## SUPPLIED RECORDS:
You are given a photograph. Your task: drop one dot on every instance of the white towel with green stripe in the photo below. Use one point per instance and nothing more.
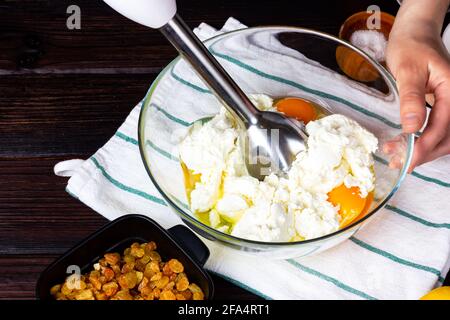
(402, 254)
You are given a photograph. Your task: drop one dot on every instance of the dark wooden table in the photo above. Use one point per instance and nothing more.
(63, 93)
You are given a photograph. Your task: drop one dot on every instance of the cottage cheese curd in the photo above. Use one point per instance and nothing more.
(278, 209)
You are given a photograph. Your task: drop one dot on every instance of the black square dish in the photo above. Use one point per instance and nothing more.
(177, 242)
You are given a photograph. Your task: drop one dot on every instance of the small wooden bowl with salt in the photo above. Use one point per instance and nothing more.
(358, 30)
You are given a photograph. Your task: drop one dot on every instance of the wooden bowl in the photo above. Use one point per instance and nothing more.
(352, 63)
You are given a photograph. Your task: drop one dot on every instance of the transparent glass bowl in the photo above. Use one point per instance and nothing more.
(280, 62)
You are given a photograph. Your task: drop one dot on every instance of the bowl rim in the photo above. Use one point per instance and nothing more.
(220, 235)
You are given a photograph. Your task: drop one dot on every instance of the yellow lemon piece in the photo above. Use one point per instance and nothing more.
(442, 293)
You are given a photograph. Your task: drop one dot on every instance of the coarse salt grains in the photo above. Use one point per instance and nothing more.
(373, 42)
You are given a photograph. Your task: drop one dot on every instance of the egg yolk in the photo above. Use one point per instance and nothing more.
(351, 205)
(297, 108)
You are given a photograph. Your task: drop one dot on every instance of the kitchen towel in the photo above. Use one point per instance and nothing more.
(401, 254)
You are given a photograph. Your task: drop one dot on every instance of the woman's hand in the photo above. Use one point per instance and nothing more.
(420, 63)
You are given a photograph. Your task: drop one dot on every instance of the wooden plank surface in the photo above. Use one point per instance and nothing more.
(63, 93)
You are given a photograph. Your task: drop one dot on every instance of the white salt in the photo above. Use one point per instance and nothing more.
(371, 41)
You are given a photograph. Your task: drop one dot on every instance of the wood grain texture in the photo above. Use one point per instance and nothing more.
(64, 93)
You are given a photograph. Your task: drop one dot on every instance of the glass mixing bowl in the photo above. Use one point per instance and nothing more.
(280, 62)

## DIRECTIVE:
Give back every line exactly as it stands, pictures excluded.

## EXPECTED ANSWER:
You are given a photograph. Your task: drop one dot on every instance of the white towel with green stripe in the photo below. Use one point per instance and nothing more.
(402, 254)
You are given a photograph. Your task: drop one dot on every instance of the dark wooden table in the photo above. Use one point per instance and nothing more.
(63, 93)
You are given a photograph. Your task: drop one dot on every instance of the cottage cheese curd in the photo above. Use one point per instance and nothing more.
(278, 209)
You are given a photograph. Your task: drop one dot on every instance of the black square dish in the photo above. Use one point per instance and nothing more.
(177, 242)
You are given a photograph. Your task: drop one dot on every instance of the small wooden bowl with salt in the photo above. Use one point per instance and nothing more.
(358, 30)
You are given a photograph. Your task: drop one dot on every instance of the wooden bowl in the photo above. Use one point per instance and nothing more.
(352, 63)
You are given a photograph. Your task: drop one dot on every instance of the transparent glass bowl in the photo above. Use one point per instance and nothing more.
(280, 62)
You are given a photograph. Your task: drop one dot on every instance of the bowl rim in the photo above. Use one point per instance and nothing more.
(220, 235)
You are given a photograph. Your task: drop one dot on every instance of the yellow lemon piece in the photo above. Use one point per instance and nothing more.
(442, 293)
You are given a photograph. Your task: drop one dot on every instance of the coarse salt grains in the photo above. Use one point per instance and nothing more.
(373, 42)
You are given a photograph. Your task: drop one dot on every instance of the egg yolk in the photo above. Use one point per instance and nothing more.
(351, 205)
(297, 108)
You are given a photograph. Your task: drop one dot on every instance of the kitchen towel in the photo above. Use one point per instance and nothing more.
(401, 254)
You are given a photograph. Your task: drop one dot on every instance of the woman's hand in the photo above. Use one point per instance and nothing more.
(420, 63)
You are given a photograph. Your task: drop one dot on every instance of the wooden plank surface in the photo above. Use one point per instance and nothing more.
(63, 93)
You are given a photograph. Your task: drop one dot on every instance of the white salt in the photo above. Use one point per instance and nothing more.
(371, 41)
You are given a photograph. Your task: drop one dot on every instance of the wood grain texture in the photo above. Use one point per instance and nothing more.
(64, 93)
You are given a photograph. Your task: drop one dot on every instance of the glass mixing bowl in the photo above. Use one point per instance and nothing more.
(280, 62)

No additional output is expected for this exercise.